Passage to read

3.13 GOVERNMENTAL APPROVAL. If any approval with respect to this Agreement,
or the notification or registration hereof, will be required at any time during
the term of this Agreement, with respect to giving legal effect to this
Agreement in any jurisdiction in which RESELLER is operating, or with respect to
compliance with exchange regulations or other requirements so as to assure the
right of remittance from abroad of H.K. Dollars, RESELLER will immediately take
whatever steps may be necessary in this respect, and any charges incurred in
connection therewith will be for the account of RESELLER. RESELLER will keep
TITANIUM currently informed of its efforts in this connection. TITANIUM will be
under no obligation to ship any Products or other materials to RESELLER
hereunder until RESELLER has provided TITANIUM with satisfactory evidence that
such approval, notification or registration is not required or that it has been
obtained.
4. TECHNICAL SUPPORT
4.1 END-USER SUPPORT. RESELLER shall provide all technical support relating
to its own products and services, and to the Products as described in the TERM
SHEET, directly to its End-Users. RESELLER shall provide TITANIUM with a
telephone number for TITANIUM to contact RESELLER directly for RESELLER's
support under this Section 4. If TITANIUM receives such an inquiry, TITANIUM
shall provide the inquiring party with the telephone number of RESELLER, and
RESELLER shall be responsible for providing support to such party.

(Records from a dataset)
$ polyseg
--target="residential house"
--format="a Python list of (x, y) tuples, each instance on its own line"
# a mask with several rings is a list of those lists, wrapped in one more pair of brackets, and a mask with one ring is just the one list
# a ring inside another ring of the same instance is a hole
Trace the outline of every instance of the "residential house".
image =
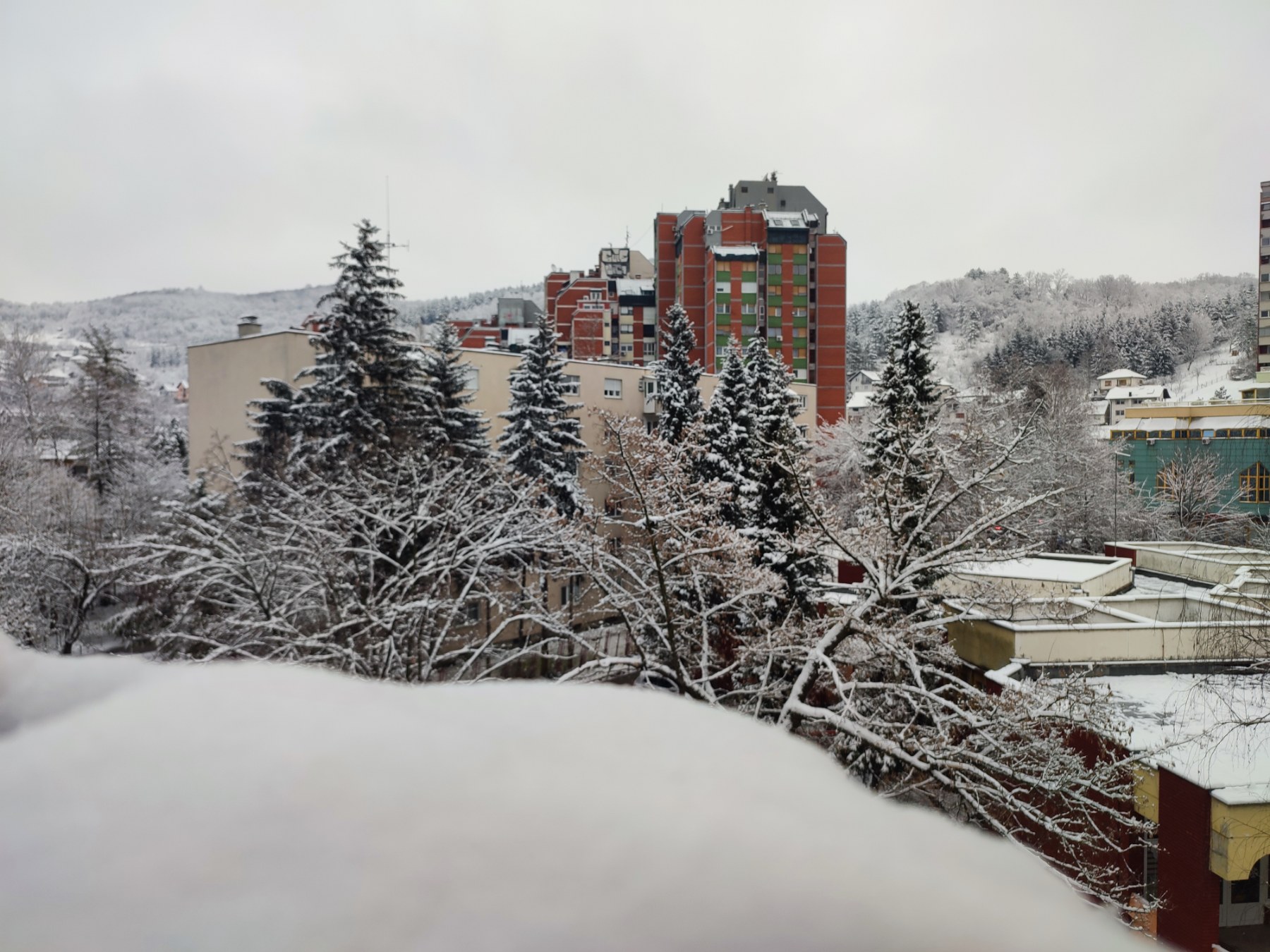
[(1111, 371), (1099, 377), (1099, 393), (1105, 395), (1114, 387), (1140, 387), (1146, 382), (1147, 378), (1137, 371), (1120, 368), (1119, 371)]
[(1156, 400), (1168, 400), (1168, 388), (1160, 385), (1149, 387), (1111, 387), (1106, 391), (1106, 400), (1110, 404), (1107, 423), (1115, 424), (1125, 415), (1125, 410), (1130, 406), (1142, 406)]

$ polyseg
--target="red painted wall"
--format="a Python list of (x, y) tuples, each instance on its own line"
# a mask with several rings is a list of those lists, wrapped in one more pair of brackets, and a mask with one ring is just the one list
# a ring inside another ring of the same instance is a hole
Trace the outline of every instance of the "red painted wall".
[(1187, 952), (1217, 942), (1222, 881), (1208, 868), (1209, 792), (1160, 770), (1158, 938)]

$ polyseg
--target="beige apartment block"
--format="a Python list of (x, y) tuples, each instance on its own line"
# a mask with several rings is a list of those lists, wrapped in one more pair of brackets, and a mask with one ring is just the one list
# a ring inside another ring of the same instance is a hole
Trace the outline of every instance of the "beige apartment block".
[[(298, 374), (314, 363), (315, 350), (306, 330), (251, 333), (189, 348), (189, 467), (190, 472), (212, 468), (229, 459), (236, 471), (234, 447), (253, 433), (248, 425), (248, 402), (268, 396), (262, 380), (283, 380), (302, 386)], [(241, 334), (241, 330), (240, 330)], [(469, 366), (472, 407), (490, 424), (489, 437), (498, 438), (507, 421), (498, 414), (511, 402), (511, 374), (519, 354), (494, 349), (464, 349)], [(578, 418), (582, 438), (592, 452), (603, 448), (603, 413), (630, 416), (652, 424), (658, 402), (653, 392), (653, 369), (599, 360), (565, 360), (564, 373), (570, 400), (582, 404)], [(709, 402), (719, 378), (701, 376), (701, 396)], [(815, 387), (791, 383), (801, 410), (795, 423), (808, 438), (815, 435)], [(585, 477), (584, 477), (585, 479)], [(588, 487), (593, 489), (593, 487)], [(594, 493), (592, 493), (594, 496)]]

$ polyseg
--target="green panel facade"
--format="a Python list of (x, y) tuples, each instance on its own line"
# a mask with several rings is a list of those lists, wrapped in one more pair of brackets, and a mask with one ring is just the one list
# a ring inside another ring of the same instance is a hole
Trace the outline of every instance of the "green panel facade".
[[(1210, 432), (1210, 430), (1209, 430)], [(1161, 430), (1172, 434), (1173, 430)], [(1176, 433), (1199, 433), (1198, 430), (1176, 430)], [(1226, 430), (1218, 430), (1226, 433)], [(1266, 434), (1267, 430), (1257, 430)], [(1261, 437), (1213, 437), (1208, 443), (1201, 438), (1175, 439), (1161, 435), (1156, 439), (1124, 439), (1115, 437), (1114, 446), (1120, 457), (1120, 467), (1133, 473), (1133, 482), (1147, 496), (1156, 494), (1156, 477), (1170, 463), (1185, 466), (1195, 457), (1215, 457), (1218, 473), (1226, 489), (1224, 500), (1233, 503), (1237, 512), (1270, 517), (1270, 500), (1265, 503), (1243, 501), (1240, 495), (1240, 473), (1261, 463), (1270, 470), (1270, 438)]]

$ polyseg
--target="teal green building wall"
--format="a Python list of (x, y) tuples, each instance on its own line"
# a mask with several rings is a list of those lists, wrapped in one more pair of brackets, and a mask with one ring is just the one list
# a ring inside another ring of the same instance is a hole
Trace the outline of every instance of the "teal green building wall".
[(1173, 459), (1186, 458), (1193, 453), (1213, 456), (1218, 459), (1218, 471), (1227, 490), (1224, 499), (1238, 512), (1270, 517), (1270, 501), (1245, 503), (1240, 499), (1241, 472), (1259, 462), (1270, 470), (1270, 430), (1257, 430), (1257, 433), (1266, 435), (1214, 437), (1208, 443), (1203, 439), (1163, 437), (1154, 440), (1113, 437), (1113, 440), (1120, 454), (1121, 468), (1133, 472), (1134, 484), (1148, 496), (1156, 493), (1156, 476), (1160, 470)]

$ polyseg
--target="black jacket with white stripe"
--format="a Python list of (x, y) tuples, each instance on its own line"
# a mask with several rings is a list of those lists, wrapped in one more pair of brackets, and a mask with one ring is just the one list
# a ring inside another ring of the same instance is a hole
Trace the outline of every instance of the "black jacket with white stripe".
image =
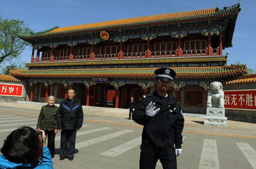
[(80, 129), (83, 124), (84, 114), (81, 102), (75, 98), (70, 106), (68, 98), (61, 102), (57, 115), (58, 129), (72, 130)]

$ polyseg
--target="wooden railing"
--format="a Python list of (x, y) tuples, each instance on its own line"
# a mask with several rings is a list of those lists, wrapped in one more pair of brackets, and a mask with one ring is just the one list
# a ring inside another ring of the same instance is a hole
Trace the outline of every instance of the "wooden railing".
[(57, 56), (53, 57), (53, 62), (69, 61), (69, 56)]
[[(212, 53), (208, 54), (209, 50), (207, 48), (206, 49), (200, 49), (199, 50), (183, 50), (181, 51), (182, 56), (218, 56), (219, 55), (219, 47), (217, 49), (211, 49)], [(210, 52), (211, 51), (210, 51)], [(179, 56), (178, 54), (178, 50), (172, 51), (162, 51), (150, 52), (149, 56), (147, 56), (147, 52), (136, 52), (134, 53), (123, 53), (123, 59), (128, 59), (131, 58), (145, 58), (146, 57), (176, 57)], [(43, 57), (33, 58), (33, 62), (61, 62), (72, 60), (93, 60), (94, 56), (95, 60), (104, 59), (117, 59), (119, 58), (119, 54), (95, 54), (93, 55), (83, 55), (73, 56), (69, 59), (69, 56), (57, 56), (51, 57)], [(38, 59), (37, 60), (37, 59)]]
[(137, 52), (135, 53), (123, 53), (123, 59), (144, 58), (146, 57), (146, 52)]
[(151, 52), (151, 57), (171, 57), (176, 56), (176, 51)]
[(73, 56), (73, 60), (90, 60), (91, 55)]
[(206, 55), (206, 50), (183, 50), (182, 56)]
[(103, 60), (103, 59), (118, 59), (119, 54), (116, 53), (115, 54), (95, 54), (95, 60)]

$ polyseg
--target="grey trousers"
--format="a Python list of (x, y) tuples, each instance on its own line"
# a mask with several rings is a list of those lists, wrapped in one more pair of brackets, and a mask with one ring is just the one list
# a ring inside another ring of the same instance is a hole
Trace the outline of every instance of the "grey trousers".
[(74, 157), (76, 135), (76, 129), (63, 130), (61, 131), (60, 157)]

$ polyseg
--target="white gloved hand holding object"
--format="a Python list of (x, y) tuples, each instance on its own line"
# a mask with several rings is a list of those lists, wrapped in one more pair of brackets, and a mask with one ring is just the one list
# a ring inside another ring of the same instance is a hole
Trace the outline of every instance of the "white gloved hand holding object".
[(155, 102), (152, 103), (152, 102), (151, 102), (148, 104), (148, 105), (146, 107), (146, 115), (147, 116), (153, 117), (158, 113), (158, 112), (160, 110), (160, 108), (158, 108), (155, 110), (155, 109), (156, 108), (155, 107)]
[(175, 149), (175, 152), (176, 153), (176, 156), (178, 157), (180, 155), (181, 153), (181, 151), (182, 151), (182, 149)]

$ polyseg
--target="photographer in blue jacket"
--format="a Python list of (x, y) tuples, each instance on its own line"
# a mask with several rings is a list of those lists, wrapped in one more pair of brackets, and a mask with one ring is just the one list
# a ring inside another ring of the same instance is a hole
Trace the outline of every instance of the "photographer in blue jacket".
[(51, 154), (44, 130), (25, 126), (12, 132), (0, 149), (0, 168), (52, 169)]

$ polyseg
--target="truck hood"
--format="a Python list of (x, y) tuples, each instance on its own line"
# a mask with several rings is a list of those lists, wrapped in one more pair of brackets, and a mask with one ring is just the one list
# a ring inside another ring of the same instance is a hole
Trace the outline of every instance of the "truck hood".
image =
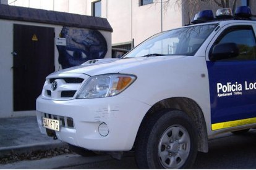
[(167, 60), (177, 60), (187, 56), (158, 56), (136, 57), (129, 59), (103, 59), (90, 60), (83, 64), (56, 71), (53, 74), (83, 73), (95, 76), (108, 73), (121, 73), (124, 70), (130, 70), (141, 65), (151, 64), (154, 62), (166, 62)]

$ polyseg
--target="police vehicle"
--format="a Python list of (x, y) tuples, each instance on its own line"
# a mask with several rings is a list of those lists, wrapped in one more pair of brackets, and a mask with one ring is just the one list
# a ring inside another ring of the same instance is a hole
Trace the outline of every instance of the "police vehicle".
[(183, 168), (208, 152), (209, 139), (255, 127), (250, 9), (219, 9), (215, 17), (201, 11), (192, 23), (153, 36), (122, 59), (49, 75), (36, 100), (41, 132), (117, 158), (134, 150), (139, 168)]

---

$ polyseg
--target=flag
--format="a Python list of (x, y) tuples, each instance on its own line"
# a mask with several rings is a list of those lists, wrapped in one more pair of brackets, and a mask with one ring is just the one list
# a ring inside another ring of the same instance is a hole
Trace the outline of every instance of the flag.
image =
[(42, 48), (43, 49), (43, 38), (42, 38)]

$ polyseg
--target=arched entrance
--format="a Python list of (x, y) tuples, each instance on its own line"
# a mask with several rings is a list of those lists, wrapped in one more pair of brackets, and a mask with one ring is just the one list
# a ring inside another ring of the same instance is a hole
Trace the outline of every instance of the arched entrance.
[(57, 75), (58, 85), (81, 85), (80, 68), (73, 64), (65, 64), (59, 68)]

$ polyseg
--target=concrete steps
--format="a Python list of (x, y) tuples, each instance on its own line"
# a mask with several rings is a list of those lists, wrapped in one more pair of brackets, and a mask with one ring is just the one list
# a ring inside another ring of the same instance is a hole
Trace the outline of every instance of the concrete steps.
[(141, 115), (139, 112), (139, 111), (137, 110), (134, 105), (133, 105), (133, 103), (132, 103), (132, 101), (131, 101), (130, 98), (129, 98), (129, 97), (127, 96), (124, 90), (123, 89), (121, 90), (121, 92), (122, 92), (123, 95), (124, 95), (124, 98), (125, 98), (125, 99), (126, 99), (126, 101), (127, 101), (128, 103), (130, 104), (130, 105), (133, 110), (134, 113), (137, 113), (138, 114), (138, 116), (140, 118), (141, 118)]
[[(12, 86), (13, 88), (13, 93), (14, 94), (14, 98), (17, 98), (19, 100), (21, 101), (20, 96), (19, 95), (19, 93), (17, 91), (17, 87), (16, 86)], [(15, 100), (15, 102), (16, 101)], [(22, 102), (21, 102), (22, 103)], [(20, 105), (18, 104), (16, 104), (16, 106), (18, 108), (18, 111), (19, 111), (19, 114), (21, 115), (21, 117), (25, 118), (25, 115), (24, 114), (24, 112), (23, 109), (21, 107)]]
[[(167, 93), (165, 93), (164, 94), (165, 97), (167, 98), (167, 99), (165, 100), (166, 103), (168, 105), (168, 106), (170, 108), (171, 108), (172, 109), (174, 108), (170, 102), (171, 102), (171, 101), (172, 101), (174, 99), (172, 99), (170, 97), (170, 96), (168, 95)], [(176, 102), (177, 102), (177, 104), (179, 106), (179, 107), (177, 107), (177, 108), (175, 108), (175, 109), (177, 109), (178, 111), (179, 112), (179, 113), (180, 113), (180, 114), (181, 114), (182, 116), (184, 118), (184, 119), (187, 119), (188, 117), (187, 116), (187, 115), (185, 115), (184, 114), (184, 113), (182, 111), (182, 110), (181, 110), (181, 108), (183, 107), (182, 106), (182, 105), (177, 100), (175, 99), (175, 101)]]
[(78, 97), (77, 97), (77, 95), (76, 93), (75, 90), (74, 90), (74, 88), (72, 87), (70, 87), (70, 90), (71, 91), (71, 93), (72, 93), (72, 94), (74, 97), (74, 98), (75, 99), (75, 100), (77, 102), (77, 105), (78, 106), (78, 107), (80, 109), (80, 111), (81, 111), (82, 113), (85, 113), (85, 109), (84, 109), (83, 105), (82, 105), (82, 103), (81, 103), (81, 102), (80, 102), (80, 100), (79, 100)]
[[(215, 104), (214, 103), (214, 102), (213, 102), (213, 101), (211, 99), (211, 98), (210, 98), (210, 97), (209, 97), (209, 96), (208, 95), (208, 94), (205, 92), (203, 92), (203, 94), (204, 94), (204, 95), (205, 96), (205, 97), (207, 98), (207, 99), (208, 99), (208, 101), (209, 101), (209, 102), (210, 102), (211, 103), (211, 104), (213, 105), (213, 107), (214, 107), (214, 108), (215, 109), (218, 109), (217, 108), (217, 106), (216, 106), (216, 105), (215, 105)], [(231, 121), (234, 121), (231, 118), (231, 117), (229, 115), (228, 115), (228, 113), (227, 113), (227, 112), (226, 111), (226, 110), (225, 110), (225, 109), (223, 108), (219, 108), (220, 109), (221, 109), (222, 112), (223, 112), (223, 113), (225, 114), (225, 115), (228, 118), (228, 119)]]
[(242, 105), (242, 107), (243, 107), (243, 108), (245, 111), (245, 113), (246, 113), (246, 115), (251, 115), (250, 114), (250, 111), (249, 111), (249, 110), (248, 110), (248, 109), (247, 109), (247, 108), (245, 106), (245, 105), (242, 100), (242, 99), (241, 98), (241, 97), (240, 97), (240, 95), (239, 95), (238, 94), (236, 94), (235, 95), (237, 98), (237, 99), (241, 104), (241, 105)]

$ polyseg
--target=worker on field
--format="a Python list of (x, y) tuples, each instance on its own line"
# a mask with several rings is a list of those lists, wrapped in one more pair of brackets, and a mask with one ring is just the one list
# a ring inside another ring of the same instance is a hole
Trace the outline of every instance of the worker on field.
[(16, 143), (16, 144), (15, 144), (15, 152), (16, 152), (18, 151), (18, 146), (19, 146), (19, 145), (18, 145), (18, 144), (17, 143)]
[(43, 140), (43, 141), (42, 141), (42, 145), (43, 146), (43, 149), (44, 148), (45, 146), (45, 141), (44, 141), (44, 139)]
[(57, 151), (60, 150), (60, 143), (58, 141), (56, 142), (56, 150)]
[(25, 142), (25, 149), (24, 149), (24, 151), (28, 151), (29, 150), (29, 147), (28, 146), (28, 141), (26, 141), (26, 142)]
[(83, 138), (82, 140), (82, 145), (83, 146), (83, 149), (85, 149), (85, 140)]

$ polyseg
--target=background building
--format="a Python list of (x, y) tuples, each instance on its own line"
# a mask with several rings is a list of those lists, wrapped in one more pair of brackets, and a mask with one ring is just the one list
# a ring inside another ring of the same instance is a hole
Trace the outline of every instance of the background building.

Written request
Echo the reseller agreement excerpt word for word, starting at "4. TECHNICAL SUPPORT" and ending at "to such party.".

Solution for this problem
4. TECHNICAL SUPPORT
4.1 END-USER SUPPORT. RESELLER shall provide all technical support relating
to its own products and services, and to the Products as described in the TERM
SHEET, directly to its End-Users. RESELLER shall provide TITANIUM with a
telephone number for TITANIUM to contact RESELLER directly for RESELLER's
support under this Section 4. If TITANIUM receives such an inquiry, TITANIUM
shall provide the inquiring party with the telephone number of RESELLER, and
RESELLER shall be responsible for providing support to such party.